----- DATASET ENTRIES -----
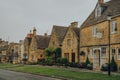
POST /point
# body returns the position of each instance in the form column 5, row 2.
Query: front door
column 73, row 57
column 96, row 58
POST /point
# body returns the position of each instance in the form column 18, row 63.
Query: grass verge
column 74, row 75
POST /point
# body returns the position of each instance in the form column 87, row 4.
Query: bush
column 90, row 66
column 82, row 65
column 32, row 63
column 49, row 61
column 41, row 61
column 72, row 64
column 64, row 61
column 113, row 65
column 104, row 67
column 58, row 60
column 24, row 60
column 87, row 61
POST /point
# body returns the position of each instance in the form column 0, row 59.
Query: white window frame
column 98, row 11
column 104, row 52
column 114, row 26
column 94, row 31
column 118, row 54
-----
----- DATASET ENTRIES -----
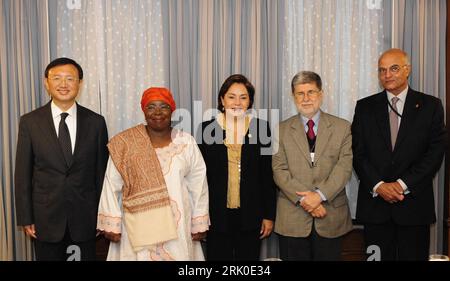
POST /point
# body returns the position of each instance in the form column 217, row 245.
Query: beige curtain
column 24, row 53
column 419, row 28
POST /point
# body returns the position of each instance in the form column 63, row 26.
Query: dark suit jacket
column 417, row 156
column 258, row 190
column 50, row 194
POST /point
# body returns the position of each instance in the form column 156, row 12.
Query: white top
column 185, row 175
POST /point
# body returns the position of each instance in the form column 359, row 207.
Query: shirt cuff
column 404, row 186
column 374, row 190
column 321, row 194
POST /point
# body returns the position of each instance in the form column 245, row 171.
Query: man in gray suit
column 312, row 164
-----
----- DATASET ENTRIES -----
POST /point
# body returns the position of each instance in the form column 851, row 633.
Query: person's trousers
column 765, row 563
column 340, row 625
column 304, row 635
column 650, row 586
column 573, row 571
-----
- [THE EXERCISE] How many lines in the records above contain the word "position"? Give only the number.

- [FINISHED ANSWER] 10